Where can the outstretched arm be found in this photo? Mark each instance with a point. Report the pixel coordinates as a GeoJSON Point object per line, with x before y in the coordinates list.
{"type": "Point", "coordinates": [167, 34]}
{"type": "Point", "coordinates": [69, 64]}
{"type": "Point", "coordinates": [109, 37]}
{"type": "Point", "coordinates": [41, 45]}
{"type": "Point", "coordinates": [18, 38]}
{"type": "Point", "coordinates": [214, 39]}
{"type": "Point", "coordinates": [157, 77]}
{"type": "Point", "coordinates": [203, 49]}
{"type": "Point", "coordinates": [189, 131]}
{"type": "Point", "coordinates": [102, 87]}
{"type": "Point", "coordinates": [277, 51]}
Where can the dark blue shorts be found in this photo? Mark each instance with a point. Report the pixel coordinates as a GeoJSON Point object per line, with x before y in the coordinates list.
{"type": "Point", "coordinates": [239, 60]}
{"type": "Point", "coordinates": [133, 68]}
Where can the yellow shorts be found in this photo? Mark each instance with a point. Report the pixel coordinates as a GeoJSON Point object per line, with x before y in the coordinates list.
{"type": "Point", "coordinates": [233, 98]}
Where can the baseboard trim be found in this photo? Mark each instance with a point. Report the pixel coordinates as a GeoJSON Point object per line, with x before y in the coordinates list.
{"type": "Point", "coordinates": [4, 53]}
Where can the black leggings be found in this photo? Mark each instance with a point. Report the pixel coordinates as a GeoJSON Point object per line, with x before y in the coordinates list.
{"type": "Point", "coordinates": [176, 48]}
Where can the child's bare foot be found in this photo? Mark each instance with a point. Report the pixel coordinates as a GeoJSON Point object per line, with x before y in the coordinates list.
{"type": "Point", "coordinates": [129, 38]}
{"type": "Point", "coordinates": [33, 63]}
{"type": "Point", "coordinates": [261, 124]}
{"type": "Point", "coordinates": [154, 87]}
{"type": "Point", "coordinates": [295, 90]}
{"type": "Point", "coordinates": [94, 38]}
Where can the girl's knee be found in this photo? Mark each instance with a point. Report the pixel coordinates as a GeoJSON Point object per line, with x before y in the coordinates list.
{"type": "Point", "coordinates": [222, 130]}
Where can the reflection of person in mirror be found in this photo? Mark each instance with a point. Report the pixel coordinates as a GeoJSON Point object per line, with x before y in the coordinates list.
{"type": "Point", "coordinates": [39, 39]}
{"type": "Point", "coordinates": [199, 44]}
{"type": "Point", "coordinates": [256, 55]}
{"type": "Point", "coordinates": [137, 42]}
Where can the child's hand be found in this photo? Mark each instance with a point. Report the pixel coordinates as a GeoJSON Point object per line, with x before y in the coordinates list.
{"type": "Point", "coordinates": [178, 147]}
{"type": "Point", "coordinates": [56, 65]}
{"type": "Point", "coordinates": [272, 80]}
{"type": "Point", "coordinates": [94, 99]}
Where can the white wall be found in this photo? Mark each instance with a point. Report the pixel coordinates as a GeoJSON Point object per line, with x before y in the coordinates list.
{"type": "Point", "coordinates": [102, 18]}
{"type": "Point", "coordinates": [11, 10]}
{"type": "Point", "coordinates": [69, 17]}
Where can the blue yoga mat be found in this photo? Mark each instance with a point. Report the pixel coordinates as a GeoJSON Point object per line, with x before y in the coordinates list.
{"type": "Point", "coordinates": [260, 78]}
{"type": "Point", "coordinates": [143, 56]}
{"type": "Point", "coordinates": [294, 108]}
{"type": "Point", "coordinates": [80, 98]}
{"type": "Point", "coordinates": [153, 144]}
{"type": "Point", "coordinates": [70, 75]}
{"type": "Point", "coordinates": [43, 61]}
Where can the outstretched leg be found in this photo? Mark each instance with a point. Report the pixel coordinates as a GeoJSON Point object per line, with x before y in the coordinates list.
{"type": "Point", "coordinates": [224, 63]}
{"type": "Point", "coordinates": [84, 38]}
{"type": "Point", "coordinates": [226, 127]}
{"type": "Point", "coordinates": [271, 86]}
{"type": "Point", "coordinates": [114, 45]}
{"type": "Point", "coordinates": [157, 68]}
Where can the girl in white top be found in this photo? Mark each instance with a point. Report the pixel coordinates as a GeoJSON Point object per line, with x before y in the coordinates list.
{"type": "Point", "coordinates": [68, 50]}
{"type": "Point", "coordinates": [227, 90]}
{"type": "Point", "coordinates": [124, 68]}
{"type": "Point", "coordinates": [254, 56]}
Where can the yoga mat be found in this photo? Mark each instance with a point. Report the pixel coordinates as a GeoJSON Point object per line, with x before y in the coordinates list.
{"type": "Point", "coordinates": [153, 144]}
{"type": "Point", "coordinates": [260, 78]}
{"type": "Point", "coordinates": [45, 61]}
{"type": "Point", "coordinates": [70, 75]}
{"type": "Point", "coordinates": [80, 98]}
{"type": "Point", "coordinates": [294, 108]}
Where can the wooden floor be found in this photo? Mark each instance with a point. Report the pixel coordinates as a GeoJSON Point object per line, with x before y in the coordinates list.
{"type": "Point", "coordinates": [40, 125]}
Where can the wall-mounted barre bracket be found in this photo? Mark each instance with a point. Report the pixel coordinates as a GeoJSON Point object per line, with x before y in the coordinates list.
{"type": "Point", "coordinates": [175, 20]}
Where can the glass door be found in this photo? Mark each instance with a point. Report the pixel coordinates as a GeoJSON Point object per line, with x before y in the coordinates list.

********************

- _Your goal_: Repeat word for word the part of the material that opens with the line containing "Where can the girl in" and runs through the last line of the material.

- _Expected answer_:
Where can the girl in white top be found in this photo? Mark each instance with a point. Report the pixel coordinates as a GeoJSON Point object per line, with x before y in the coordinates list.
{"type": "Point", "coordinates": [68, 50]}
{"type": "Point", "coordinates": [227, 90]}
{"type": "Point", "coordinates": [124, 68]}
{"type": "Point", "coordinates": [254, 56]}
Where can the yoga mat be found in this photo? Mark each instance with a point. Report the pixel coordinates as a GeoJSON Point object per line, with x before y in the coordinates list.
{"type": "Point", "coordinates": [153, 144]}
{"type": "Point", "coordinates": [260, 78]}
{"type": "Point", "coordinates": [45, 61]}
{"type": "Point", "coordinates": [70, 75]}
{"type": "Point", "coordinates": [80, 98]}
{"type": "Point", "coordinates": [294, 108]}
Where can the wooden floor be found in this photo? Mark each instance with a point. Report the pixel coordinates as a GeoJSON Point object per line, with x before y in the coordinates list.
{"type": "Point", "coordinates": [40, 125]}
Where can the wall-mounted barre bracket be found in this photo? Mark each instance with a point. Report the pixel coordinates as a GeoJSON Point object per line, with x before y in the coordinates list.
{"type": "Point", "coordinates": [175, 20]}
Where can the glass door be found in this photo? Mark each instance with a point. Report the pixel coordinates as a GeoJSON Point object per line, with x before y in the coordinates list.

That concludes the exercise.